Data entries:
● ● ● ●
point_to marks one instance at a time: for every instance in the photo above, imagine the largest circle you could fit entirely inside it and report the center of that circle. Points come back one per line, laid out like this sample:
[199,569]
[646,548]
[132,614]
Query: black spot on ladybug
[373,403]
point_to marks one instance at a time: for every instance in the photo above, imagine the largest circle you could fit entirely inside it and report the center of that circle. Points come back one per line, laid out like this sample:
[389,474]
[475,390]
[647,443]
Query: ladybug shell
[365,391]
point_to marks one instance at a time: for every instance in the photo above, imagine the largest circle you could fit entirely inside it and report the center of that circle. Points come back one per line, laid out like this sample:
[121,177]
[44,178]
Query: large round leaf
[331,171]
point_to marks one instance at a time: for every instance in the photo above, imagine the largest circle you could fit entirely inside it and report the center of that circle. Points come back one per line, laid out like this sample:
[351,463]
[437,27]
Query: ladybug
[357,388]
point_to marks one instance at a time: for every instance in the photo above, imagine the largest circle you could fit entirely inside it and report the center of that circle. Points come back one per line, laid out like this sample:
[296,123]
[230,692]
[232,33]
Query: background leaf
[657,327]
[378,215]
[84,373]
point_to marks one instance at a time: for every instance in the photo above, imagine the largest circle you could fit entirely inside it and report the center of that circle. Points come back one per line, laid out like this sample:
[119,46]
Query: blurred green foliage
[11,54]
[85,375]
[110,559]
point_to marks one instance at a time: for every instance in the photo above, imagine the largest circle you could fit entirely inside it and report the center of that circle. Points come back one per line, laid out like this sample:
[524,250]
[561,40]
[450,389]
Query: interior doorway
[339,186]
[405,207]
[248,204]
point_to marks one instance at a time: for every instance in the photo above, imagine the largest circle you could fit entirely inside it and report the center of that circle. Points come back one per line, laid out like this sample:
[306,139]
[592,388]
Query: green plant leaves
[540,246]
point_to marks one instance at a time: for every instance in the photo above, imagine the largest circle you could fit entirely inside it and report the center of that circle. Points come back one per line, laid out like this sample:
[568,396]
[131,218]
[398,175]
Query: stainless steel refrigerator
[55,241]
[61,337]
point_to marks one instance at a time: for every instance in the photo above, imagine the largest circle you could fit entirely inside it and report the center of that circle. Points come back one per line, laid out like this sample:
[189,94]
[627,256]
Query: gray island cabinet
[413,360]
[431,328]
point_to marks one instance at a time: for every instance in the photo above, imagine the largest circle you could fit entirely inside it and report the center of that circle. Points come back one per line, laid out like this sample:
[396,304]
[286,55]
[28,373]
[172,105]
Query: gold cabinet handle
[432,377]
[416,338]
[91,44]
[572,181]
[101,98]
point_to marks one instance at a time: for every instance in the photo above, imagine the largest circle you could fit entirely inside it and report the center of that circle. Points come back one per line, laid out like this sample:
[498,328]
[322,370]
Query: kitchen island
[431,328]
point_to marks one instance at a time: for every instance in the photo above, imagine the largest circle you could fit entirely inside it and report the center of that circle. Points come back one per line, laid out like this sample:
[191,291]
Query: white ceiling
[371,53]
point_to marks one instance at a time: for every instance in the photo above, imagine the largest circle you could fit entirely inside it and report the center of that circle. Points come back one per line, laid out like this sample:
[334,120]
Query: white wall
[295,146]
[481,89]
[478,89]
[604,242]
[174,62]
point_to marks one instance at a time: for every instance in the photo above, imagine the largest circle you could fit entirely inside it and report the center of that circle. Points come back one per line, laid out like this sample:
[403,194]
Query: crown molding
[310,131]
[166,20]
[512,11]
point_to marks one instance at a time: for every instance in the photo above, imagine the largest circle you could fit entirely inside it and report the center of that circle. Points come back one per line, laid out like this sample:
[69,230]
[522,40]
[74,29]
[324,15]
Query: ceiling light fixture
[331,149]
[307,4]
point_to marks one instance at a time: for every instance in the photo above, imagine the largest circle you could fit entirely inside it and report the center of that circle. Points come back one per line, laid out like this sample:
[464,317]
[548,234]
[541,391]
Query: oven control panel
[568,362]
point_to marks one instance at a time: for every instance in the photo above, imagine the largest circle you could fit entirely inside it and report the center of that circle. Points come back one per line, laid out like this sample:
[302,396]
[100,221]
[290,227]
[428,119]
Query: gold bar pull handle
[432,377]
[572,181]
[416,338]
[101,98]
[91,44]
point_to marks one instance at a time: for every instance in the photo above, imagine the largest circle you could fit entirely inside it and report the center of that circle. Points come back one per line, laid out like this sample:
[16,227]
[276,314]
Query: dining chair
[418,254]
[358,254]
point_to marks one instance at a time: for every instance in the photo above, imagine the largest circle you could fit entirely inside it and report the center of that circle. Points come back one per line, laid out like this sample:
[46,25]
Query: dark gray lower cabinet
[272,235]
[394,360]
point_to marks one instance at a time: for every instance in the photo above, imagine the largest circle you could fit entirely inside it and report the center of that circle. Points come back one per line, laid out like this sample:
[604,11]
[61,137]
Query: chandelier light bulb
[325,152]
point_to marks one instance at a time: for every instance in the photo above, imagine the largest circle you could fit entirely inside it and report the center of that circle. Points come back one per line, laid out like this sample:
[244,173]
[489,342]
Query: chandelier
● ● ● ●
Exercise
Print the data word for word.

Solution for this problem
point_to marks one instance at a time: for every instance in the photo above, imagine the largest circle you could fit entirely inside it and report the center of that circle. Points come back one per line, laid out like this sample:
[199,569]
[646,548]
[132,614]
Query: black spot on ladybug
[373,403]
point_to marks one instance at a time: for every instance in the photo above, imagine the largest circle you could fit entirely inside it and report the center of that circle. Points come back one per line, laid out like this sample:
[389,474]
[475,390]
[647,443]
Query: ladybug shell
[365,391]
point_to marks one instance at a time: for every instance in the photo above, imagine the largest circle you could fit entirely inside it and report the center of that circle. Points come back one per line, laid out like this sample:
[121,177]
[44,178]
Query: large round leaf
[331,171]
point_to marks one instance at a time: for every instance in the photo above, imagine the largest circle you could fit entirely inside it and report the center of that circle. Points come back one per line, laid out like this sample:
[351,463]
[437,27]
Query: ladybug
[357,388]
point_to marks one instance at a time: for every instance in the photo above, imagine the largest circle you could fit entirely inside it and report the center of that circle. Points come back one per line, laid out like this sample:
[296,123]
[230,692]
[232,33]
Query: background leaf
[657,327]
[378,215]
[84,373]
point_to marks one instance at a time: for every instance in the photo above, imagine the largest circle you could fit entirely inside it and report the center of that circle. Points come back one per line, laid out like this sample:
[119,46]
Query: blurred green foliage
[11,54]
[85,375]
[110,559]
point_to marks one instance at a time: for every instance in the photo above, imagine the largest circle you could fit entirely inside it and report the center of that circle. Points come back one per line, laid out like this sample:
[524,250]
[561,40]
[450,389]
Query: interior doorway
[339,186]
[405,207]
[248,204]
point_to marks one instance at a time: for every instance in the photo above, imagine the largest circle you could fit entirely inside it and report the center of that circle. Points come back one per line, laid out like this sample:
[306,139]
[592,388]
Query: green plant leaves
[540,246]
point_to marks one instance at a time: for every instance in the photo above, imagine the largest circle you could fit entirely inside it and report the center of that circle. Points come back one per line, laid out like this sample:
[568,396]
[131,218]
[398,175]
Query: stainless steel refrigerator
[55,241]
[61,337]
point_to marks one instance at a time: for every instance in the photo above, imagine the largest circle you could fit entirely inside it and report the center of that circle. Points come back one per line, laid out like this sample:
[189,94]
[627,256]
Query: gray island cabinet
[413,360]
[431,328]
point_to marks one instance at a time: for every instance in the photo above, imagine the largest circle you could fit entirely inside it and report the center of that circle. Points come back one per line, laid out like this sample:
[396,304]
[286,55]
[28,373]
[172,105]
Query: gold cabinet handle
[432,377]
[416,338]
[91,44]
[572,181]
[101,98]
point_to marks one instance at a time: for every instance in the photo above, imagine the largest circle you could fit entirely inside it and report the center of that circle. Points come back one per line, laid out like this sample:
[498,328]
[322,370]
Query: kitchen island
[431,328]
point_to marks one instance at a time: for every instance in the photo above, imagine the largest circle you could fit entirely inside it and report the center of that circle. Points come back one per line, laid out like this sample:
[191,291]
Query: white ceiling
[371,53]
point_to marks one instance at a time: for every instance in the photo above, imagine the largest circle you could fit entirely inside it and report the center of that circle. Points come back one per line, laid out like this sample:
[334,120]
Query: white wall
[295,146]
[481,89]
[478,89]
[604,242]
[174,62]
point_to marks one instance at a time: for every instance in the photo above, imagine the largest circle you could fit entirely inside it and report the center of that circle. Points come back one per line, laid out like this sample:
[403,194]
Query: crown molding
[310,131]
[166,20]
[512,11]
point_to marks one instance at a time: for every instance in the photo above, imagine the largest circle you could fit entirely inside it and report the center of that circle. Points come back one per line, laid out like this sample:
[69,230]
[522,40]
[74,29]
[324,15]
Query: ceiling light fixture
[331,149]
[307,4]
point_to marks one instance at a time: for every instance in the photo above, imagine the largest circle you could fit entirely inside it and report the center of that circle. Points come back one per line, laid out like this sample:
[464,317]
[548,234]
[541,391]
Query: oven control panel
[568,362]
point_to marks one instance at a time: for every instance in the photo above, imagine the largest circle you could fit entirely inside it and report the center of that circle. Points come back one per line, laid out like this sample:
[302,396]
[100,221]
[290,227]
[428,119]
Query: gold bar pull handle
[432,377]
[572,181]
[416,338]
[101,98]
[91,44]
point_to marks one instance at a time: for every instance in the photo above, imagine the largest circle you could fit entirely inside it and report the center of that circle. Points come back one per line, laid out like this sample:
[16,227]
[276,314]
Query: dining chair
[418,254]
[358,254]
point_to marks one instance at a time: for every instance in the photo above, imagine the largest circle you could fit entirely inside it and report the center of that circle. Points come back one per line, laid out like this sample:
[46,25]
Query: dark gray lower cabinet
[272,235]
[394,360]
point_to marks one instance at a time: for every instance in the photo above, imagine the largest circle you could fit entirely inside it and report the center of that circle. Points come back one per line, laid out like this sample:
[604,11]
[61,137]
Query: chandelier light bulb
[325,152]
point_to marks one instance at a time: for every instance in the photo above, imagine the largest circle you could fit entirely inside it and report the center of that circle. Points come back one per line, laid out like this sample:
[244,173]
[489,342]
Query: chandelier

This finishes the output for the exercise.